REQUIRED WORK >> Exact transcription with no images: write out all of the entries below.

THE DATA >>
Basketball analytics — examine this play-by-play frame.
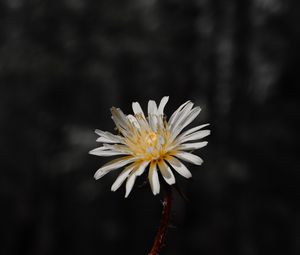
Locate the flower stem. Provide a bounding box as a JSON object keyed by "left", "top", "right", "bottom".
{"left": 148, "top": 187, "right": 172, "bottom": 255}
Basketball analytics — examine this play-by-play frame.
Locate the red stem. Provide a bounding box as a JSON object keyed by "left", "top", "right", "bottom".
{"left": 148, "top": 188, "right": 172, "bottom": 255}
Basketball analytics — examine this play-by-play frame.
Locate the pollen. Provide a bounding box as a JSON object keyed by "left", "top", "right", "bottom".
{"left": 146, "top": 132, "right": 158, "bottom": 146}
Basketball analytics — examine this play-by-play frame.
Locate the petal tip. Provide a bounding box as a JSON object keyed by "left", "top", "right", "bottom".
{"left": 89, "top": 148, "right": 99, "bottom": 155}
{"left": 195, "top": 160, "right": 203, "bottom": 166}
{"left": 186, "top": 173, "right": 192, "bottom": 178}
{"left": 152, "top": 190, "right": 159, "bottom": 196}
{"left": 94, "top": 169, "right": 105, "bottom": 180}
{"left": 169, "top": 179, "right": 176, "bottom": 185}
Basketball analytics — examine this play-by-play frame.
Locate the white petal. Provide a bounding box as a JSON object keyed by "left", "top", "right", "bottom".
{"left": 158, "top": 160, "right": 176, "bottom": 185}
{"left": 111, "top": 164, "right": 135, "bottom": 191}
{"left": 147, "top": 100, "right": 159, "bottom": 131}
{"left": 170, "top": 107, "right": 201, "bottom": 141}
{"left": 125, "top": 173, "right": 137, "bottom": 197}
{"left": 166, "top": 156, "right": 192, "bottom": 178}
{"left": 178, "top": 124, "right": 210, "bottom": 139}
{"left": 179, "top": 107, "right": 201, "bottom": 131}
{"left": 95, "top": 129, "right": 124, "bottom": 144}
{"left": 148, "top": 162, "right": 160, "bottom": 195}
{"left": 169, "top": 102, "right": 194, "bottom": 132}
{"left": 90, "top": 146, "right": 106, "bottom": 151}
{"left": 157, "top": 96, "right": 169, "bottom": 115}
{"left": 89, "top": 147, "right": 130, "bottom": 156}
{"left": 96, "top": 137, "right": 116, "bottom": 143}
{"left": 147, "top": 100, "right": 158, "bottom": 131}
{"left": 111, "top": 107, "right": 131, "bottom": 131}
{"left": 177, "top": 141, "right": 208, "bottom": 151}
{"left": 102, "top": 144, "right": 131, "bottom": 153}
{"left": 179, "top": 130, "right": 211, "bottom": 143}
{"left": 175, "top": 151, "right": 203, "bottom": 165}
{"left": 127, "top": 114, "right": 141, "bottom": 129}
{"left": 168, "top": 100, "right": 190, "bottom": 127}
{"left": 148, "top": 100, "right": 158, "bottom": 115}
{"left": 135, "top": 114, "right": 151, "bottom": 131}
{"left": 94, "top": 156, "right": 136, "bottom": 180}
{"left": 134, "top": 161, "right": 149, "bottom": 176}
{"left": 148, "top": 114, "right": 158, "bottom": 132}
{"left": 132, "top": 102, "right": 145, "bottom": 118}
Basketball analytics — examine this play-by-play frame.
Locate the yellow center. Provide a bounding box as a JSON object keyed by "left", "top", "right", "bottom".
{"left": 146, "top": 132, "right": 158, "bottom": 147}
{"left": 123, "top": 115, "right": 172, "bottom": 161}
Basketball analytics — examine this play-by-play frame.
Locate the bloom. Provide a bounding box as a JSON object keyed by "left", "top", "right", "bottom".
{"left": 89, "top": 97, "right": 210, "bottom": 197}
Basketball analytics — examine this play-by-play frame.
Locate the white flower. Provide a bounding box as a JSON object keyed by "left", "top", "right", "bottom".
{"left": 89, "top": 97, "right": 210, "bottom": 197}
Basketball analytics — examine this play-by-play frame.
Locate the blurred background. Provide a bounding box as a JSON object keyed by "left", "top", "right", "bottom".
{"left": 0, "top": 0, "right": 299, "bottom": 254}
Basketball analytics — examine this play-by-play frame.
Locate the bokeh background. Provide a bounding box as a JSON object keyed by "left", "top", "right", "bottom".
{"left": 1, "top": 0, "right": 299, "bottom": 254}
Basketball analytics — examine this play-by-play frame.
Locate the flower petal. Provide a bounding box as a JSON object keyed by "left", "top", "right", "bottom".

EXERCISE SOLUTION >>
Basketball analytics — examine this play-by-play frame.
Locate the flower stem. Provide a bounding box as a JSON object keyed by "left", "top", "right", "bottom".
{"left": 148, "top": 187, "right": 172, "bottom": 255}
Basketball analytics — examine this play-by-play frame.
Locate the red stem. Provide a bounding box as a JSON object keyed by "left", "top", "right", "bottom".
{"left": 148, "top": 188, "right": 172, "bottom": 255}
Basketball analytics — examine this play-by-play frame.
Locate the pollen. Provide a bounding box as a JSON object keyed by "left", "top", "right", "bottom".
{"left": 146, "top": 132, "right": 158, "bottom": 146}
Basketball analytics — examine this play-by-play frame.
Locate the petal tip. Provide a bounding box as a JSON object keyed by "left", "top", "right", "bottom".
{"left": 89, "top": 148, "right": 99, "bottom": 155}
{"left": 195, "top": 160, "right": 203, "bottom": 166}
{"left": 186, "top": 173, "right": 192, "bottom": 178}
{"left": 152, "top": 190, "right": 159, "bottom": 196}
{"left": 94, "top": 169, "right": 105, "bottom": 180}
{"left": 169, "top": 179, "right": 176, "bottom": 185}
Basketball analytics — examine this play-by-play frame.
Locate the white petal. Provide a bounding box as a JSON object keyed by "left", "top", "right", "bottom".
{"left": 158, "top": 160, "right": 176, "bottom": 185}
{"left": 111, "top": 164, "right": 135, "bottom": 191}
{"left": 147, "top": 100, "right": 159, "bottom": 131}
{"left": 170, "top": 107, "right": 201, "bottom": 141}
{"left": 125, "top": 173, "right": 137, "bottom": 197}
{"left": 166, "top": 156, "right": 192, "bottom": 178}
{"left": 178, "top": 124, "right": 210, "bottom": 139}
{"left": 179, "top": 107, "right": 201, "bottom": 131}
{"left": 95, "top": 129, "right": 124, "bottom": 144}
{"left": 148, "top": 162, "right": 160, "bottom": 195}
{"left": 169, "top": 102, "right": 194, "bottom": 132}
{"left": 90, "top": 146, "right": 106, "bottom": 151}
{"left": 157, "top": 96, "right": 169, "bottom": 115}
{"left": 89, "top": 147, "right": 130, "bottom": 156}
{"left": 96, "top": 137, "right": 116, "bottom": 143}
{"left": 147, "top": 100, "right": 158, "bottom": 131}
{"left": 111, "top": 107, "right": 131, "bottom": 131}
{"left": 177, "top": 141, "right": 208, "bottom": 151}
{"left": 102, "top": 144, "right": 131, "bottom": 153}
{"left": 179, "top": 130, "right": 211, "bottom": 143}
{"left": 175, "top": 151, "right": 203, "bottom": 165}
{"left": 127, "top": 114, "right": 141, "bottom": 129}
{"left": 168, "top": 100, "right": 190, "bottom": 127}
{"left": 148, "top": 100, "right": 158, "bottom": 115}
{"left": 135, "top": 114, "right": 151, "bottom": 131}
{"left": 94, "top": 156, "right": 136, "bottom": 180}
{"left": 134, "top": 161, "right": 149, "bottom": 176}
{"left": 148, "top": 114, "right": 158, "bottom": 132}
{"left": 132, "top": 102, "right": 145, "bottom": 118}
Basketball analytics — examine this play-by-play frame.
Locate the yellow center. Provide a bounding box as a JSON object keyed by "left", "top", "right", "bottom".
{"left": 146, "top": 132, "right": 158, "bottom": 147}
{"left": 123, "top": 115, "right": 172, "bottom": 161}
Basketball analytics — examine this play-by-play frame.
Locate the bloom. Provide a bounding box as a JSON object keyed by "left", "top", "right", "bottom".
{"left": 89, "top": 97, "right": 210, "bottom": 197}
Basketball analytics — examine this play-by-play frame.
Locate the white flower. Provide a bounding box as a JSON object keyed by "left", "top", "right", "bottom".
{"left": 89, "top": 97, "right": 210, "bottom": 197}
Basketball analytics — examine this play-by-play frame.
Locate the blurred background. Provide a bounding box as a JSON object keyed by "left", "top", "right", "bottom".
{"left": 0, "top": 0, "right": 299, "bottom": 254}
Basketball analytics — examine this play-by-play frame.
Locate the bokeh background. Provide a bounding box as a JSON object keyed by "left", "top", "right", "bottom".
{"left": 1, "top": 0, "right": 299, "bottom": 254}
Basketball analytics — examine this play-by-play frame.
Locate the flower petal. Provide a bounding box as a JSON object keyed by "left", "top", "right", "bottom".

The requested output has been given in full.